[TASK TO COMPLETE]: Only the lines from the one containing "find white hard" through the end of the entries should be repeated, exactly as they appear, first and last included.

[Collected data]:
────────────────────

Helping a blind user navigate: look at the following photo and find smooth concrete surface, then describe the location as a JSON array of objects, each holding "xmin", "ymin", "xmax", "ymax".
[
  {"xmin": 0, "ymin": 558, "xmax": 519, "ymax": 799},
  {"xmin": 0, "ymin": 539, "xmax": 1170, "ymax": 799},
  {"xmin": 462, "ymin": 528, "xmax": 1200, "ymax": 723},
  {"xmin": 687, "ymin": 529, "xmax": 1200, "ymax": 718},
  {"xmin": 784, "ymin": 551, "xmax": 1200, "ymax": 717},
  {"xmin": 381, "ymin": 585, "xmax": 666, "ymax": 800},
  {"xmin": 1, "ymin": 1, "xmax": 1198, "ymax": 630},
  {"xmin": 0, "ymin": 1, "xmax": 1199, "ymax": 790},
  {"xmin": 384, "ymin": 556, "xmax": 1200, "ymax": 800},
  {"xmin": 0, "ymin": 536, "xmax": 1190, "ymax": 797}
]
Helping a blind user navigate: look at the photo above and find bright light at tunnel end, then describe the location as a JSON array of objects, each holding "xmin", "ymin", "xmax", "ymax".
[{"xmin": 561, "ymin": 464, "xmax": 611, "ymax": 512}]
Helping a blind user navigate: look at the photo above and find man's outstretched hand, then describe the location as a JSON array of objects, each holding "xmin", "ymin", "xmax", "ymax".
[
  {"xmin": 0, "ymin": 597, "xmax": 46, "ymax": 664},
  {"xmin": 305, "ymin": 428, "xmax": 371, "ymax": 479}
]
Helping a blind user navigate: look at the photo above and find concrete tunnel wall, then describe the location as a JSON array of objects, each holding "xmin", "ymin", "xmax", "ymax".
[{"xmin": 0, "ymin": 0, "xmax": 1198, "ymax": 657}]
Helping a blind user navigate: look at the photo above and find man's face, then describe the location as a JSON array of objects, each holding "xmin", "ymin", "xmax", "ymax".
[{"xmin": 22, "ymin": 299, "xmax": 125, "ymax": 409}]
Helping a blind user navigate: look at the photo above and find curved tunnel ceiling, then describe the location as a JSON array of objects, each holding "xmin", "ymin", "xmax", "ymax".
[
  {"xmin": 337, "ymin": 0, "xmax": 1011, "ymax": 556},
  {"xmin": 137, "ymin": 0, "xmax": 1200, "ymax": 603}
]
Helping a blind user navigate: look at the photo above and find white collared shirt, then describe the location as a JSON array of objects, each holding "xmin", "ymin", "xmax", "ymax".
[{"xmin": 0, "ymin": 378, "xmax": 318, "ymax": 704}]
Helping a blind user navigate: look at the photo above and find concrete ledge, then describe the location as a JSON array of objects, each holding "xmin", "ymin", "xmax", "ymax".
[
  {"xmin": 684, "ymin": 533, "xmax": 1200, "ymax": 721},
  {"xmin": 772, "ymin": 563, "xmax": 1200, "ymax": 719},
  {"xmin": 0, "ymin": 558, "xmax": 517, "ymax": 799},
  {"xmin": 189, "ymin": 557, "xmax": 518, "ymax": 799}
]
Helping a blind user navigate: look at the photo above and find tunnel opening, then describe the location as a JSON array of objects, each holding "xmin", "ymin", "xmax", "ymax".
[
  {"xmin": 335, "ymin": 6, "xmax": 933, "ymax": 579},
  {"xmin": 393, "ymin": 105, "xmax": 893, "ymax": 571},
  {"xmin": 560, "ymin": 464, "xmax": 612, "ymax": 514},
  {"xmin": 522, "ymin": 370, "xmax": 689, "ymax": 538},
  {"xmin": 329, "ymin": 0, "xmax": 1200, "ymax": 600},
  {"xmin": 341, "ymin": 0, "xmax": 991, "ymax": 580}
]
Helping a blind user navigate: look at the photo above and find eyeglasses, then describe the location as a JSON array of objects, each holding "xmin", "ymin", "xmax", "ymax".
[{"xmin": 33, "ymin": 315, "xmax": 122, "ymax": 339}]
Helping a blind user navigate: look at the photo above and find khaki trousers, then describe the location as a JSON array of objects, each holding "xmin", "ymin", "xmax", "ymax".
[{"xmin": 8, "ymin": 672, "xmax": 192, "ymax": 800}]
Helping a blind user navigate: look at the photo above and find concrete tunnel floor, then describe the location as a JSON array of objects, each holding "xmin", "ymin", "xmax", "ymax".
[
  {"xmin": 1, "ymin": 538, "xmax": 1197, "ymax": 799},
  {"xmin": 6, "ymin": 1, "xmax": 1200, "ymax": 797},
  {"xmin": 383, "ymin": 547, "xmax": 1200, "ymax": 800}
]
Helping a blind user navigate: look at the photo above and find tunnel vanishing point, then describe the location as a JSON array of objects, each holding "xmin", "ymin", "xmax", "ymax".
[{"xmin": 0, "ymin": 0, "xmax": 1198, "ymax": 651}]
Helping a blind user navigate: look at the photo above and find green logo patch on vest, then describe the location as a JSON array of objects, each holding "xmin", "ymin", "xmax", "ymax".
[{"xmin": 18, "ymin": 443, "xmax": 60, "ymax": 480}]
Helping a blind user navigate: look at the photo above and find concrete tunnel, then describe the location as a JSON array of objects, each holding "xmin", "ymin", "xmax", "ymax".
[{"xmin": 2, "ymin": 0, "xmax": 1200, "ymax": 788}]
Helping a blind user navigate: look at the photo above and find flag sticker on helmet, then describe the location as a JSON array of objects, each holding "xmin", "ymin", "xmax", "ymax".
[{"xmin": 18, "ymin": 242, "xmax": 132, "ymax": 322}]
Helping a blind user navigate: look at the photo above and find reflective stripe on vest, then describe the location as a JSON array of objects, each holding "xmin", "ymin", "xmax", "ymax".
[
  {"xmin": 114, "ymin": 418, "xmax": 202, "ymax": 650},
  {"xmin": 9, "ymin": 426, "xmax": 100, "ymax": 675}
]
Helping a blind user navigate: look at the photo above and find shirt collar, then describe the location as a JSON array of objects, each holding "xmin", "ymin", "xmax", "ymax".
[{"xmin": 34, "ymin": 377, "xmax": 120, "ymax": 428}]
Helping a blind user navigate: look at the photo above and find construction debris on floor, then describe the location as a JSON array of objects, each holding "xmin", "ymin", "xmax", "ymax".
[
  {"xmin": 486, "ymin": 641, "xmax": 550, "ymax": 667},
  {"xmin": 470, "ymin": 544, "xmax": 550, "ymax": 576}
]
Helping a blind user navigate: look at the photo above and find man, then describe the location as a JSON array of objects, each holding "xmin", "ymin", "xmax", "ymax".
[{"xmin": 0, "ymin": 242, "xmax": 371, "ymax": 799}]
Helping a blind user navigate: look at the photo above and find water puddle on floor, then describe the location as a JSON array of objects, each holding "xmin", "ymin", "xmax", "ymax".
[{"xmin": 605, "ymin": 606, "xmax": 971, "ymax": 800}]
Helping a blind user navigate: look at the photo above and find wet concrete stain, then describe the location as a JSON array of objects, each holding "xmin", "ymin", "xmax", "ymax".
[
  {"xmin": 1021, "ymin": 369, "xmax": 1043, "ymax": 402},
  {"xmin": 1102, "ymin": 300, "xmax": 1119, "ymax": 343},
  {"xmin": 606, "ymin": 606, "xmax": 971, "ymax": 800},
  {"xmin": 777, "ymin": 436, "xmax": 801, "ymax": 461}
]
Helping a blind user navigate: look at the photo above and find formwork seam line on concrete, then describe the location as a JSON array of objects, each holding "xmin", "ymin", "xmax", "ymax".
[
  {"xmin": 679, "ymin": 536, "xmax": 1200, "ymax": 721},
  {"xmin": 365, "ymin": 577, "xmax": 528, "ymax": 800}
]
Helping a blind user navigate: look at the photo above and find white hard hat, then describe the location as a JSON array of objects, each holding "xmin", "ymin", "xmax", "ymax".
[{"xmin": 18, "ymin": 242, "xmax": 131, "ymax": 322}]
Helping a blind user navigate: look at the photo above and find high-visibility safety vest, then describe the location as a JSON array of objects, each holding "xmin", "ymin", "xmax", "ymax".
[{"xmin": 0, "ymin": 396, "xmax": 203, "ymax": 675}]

────────────────────

[FINISHED TASK]:
Helping a blind user navigate: look at the photo above and find white hard hat, then describe the location as a JSON array of objects, each holding "xmin", "ymin", "xmax", "ymax".
[{"xmin": 18, "ymin": 242, "xmax": 131, "ymax": 322}]
Helping a blind user navigate: look at the photo above and find high-visibility safety vest, then describe the location as a JSON array of objects, each holding "xmin", "ymin", "xmax", "ymax".
[{"xmin": 0, "ymin": 396, "xmax": 203, "ymax": 675}]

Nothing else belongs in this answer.